YOUR TASK -> Give each line of the items as a string in a JSON list, starting at the first line and ending with the line that contains "positive clicks: (816, 524)". Include both ends and leave out any blank lines.

(Stored records)
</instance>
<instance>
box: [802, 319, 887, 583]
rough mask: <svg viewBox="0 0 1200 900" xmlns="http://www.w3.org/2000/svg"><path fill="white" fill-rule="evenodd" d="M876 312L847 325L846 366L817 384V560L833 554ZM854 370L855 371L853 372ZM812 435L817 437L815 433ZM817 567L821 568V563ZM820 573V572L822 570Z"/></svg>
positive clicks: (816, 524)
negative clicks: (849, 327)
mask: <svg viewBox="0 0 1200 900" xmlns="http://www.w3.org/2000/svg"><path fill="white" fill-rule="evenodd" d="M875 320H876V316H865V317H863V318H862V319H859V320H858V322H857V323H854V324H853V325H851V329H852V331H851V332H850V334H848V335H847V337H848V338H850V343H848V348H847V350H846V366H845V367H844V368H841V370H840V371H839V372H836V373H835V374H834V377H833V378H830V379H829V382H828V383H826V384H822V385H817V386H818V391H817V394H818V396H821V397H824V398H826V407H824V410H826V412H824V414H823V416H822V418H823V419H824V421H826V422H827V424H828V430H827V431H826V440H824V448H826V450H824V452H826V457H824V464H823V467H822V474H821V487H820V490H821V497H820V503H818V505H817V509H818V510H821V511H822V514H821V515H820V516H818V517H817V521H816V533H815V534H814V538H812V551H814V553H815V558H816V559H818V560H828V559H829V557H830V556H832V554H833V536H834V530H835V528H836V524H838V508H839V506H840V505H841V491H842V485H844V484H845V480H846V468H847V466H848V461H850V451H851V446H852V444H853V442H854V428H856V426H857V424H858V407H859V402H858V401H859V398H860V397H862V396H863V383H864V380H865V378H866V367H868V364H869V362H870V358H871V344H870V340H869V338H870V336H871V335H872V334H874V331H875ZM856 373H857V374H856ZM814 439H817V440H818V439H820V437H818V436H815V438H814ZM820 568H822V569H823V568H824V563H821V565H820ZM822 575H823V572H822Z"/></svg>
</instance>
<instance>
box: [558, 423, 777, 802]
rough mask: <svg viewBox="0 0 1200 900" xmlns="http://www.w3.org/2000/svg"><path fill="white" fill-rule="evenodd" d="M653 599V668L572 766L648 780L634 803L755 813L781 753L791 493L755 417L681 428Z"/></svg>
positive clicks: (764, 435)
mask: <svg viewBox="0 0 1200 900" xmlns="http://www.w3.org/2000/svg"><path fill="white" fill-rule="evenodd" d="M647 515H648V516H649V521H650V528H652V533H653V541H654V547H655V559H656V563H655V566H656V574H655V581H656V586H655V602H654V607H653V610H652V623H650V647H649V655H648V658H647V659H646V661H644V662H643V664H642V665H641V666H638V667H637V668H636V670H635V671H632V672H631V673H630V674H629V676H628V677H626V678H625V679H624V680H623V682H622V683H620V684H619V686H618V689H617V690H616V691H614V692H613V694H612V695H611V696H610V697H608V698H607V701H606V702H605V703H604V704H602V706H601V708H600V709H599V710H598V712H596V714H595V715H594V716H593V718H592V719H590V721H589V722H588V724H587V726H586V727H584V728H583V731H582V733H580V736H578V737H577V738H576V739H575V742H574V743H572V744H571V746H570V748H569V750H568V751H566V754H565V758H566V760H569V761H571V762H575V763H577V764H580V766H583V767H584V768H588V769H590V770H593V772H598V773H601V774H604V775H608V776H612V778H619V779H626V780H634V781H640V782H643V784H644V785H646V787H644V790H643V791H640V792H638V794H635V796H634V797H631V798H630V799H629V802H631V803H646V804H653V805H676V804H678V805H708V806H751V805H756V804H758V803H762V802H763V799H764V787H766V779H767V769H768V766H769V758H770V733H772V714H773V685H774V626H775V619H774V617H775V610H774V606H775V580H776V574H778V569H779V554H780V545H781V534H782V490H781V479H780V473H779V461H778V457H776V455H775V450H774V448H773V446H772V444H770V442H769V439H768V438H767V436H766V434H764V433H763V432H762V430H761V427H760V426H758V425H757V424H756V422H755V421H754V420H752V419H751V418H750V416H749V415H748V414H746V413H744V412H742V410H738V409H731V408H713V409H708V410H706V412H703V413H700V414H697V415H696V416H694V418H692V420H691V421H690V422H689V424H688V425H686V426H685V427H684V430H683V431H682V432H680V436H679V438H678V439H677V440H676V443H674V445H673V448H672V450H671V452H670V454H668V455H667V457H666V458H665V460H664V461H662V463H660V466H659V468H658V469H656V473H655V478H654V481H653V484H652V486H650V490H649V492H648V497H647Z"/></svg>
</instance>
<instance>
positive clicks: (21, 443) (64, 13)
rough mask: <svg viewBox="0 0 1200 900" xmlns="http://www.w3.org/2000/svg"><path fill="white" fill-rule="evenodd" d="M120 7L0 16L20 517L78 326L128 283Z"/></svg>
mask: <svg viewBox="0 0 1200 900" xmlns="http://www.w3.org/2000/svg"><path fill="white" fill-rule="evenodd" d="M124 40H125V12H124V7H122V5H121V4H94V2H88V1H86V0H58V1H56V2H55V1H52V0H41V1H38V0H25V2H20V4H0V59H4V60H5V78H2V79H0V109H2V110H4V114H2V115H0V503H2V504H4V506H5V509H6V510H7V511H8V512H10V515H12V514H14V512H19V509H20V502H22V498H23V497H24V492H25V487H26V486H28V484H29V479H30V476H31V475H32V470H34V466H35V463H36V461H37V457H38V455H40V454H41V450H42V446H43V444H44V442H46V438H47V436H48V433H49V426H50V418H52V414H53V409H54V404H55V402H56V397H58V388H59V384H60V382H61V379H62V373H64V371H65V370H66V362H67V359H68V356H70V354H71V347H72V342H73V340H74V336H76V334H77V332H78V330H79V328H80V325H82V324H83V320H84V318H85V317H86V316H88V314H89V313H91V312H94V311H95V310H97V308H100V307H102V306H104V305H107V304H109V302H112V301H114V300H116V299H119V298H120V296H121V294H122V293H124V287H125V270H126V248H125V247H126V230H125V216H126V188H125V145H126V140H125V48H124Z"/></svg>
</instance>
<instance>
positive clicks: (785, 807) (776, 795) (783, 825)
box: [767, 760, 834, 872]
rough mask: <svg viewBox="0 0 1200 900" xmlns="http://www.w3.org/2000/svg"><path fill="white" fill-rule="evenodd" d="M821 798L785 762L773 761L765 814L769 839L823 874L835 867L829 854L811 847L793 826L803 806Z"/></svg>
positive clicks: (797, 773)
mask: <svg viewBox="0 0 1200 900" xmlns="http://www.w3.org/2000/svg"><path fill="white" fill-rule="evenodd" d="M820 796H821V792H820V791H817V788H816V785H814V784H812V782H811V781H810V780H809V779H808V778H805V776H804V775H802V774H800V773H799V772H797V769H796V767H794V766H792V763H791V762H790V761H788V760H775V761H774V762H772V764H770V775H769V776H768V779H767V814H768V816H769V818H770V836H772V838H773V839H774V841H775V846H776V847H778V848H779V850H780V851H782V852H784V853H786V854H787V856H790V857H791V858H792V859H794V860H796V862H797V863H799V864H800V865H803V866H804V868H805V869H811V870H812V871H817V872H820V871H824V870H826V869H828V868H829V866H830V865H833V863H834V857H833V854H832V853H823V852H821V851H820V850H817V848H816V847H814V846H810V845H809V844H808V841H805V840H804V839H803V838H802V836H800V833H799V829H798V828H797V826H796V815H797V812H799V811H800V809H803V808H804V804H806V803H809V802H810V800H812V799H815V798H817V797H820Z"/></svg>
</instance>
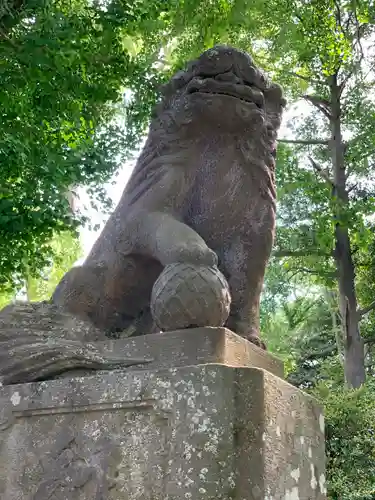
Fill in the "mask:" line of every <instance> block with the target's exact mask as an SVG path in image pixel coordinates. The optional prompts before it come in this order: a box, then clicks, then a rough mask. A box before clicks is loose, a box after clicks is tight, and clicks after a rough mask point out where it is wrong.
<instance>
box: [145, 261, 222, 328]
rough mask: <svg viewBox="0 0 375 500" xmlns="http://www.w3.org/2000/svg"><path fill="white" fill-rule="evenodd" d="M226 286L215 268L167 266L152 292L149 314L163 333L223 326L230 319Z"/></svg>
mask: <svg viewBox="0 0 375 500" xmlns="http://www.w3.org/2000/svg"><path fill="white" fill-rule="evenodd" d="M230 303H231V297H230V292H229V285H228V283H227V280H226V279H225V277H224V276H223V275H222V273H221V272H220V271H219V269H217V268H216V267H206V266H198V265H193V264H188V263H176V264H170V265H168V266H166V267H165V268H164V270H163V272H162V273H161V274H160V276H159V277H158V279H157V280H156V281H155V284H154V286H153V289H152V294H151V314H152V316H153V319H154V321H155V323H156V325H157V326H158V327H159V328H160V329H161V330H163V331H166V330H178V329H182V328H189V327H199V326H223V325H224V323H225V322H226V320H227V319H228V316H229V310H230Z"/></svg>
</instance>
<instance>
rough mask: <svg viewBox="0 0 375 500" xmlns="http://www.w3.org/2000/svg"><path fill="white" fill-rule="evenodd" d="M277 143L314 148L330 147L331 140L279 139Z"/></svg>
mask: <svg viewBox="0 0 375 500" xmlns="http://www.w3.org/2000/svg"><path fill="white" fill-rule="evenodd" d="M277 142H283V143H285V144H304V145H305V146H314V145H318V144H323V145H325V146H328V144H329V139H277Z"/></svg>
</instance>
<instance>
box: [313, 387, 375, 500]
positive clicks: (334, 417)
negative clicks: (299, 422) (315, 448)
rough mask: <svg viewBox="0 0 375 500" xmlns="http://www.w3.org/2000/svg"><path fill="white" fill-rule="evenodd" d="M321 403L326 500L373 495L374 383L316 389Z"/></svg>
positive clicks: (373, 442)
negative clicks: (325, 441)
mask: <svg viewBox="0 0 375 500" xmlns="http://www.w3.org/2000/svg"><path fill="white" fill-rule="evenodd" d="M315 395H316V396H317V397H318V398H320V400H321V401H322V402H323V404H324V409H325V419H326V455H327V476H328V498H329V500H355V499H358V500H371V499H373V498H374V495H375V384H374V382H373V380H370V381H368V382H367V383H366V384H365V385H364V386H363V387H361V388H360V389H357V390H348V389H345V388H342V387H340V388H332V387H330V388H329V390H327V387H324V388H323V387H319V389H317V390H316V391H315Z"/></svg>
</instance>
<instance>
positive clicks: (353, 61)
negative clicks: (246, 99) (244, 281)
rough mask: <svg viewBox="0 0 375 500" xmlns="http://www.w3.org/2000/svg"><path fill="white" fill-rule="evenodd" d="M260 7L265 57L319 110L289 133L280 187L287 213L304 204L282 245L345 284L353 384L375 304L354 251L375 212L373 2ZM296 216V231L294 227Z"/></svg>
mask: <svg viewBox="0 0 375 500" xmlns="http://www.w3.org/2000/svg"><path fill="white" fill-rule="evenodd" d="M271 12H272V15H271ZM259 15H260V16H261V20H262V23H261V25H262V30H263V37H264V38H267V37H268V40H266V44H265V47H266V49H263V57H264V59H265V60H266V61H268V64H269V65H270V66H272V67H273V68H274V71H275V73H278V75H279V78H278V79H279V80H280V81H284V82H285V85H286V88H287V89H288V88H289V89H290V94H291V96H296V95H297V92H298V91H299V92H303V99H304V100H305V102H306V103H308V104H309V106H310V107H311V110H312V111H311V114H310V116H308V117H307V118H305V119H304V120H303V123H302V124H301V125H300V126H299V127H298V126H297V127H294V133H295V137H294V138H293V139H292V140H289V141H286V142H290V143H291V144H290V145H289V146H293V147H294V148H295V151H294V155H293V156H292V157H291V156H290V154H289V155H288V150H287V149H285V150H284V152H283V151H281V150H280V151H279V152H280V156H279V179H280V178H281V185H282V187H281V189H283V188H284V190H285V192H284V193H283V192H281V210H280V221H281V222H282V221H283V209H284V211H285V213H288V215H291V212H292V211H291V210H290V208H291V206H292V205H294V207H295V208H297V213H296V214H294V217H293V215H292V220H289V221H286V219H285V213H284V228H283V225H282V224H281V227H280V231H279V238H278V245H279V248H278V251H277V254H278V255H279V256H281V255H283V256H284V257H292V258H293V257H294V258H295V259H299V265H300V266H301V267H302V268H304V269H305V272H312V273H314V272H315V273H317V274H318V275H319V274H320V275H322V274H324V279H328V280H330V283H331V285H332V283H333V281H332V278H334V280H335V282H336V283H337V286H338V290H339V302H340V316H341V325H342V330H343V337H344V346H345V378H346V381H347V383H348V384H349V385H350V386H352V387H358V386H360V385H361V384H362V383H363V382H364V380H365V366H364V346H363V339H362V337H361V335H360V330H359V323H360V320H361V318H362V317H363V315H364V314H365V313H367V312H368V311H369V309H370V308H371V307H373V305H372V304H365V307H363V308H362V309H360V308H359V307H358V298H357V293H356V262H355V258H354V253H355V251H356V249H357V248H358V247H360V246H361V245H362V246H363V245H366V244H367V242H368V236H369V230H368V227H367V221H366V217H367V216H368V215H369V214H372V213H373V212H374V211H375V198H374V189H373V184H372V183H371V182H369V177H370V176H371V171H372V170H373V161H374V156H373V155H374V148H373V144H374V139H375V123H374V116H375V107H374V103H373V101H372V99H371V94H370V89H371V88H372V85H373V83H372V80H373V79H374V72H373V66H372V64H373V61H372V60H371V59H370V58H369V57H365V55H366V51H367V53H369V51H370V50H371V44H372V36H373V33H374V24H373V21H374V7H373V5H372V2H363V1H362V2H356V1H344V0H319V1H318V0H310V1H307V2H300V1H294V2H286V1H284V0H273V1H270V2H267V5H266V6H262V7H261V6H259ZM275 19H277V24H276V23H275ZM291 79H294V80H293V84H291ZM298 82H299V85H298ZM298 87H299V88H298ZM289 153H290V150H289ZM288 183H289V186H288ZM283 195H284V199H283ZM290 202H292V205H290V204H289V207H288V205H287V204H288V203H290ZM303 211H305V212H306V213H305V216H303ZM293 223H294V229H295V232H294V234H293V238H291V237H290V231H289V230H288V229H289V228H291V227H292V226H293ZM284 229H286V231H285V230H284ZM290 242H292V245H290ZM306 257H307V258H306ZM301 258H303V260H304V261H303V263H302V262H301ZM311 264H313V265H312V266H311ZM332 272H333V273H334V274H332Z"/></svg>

WRITTEN RESPONSE ->
[
  "</instance>",
  "<instance>",
  "box: [802, 319, 887, 583]",
  "rough mask: <svg viewBox=\"0 0 1200 900\" xmlns=\"http://www.w3.org/2000/svg\"><path fill=\"white\" fill-rule=\"evenodd\" d=\"M876 312L847 325L846 366L817 384V560L833 554ZM854 370L855 371L853 372ZM812 435L817 437L815 433ZM817 567L821 568V563ZM820 573V572L822 570Z\"/></svg>",
  "positive clicks: (816, 524)"
]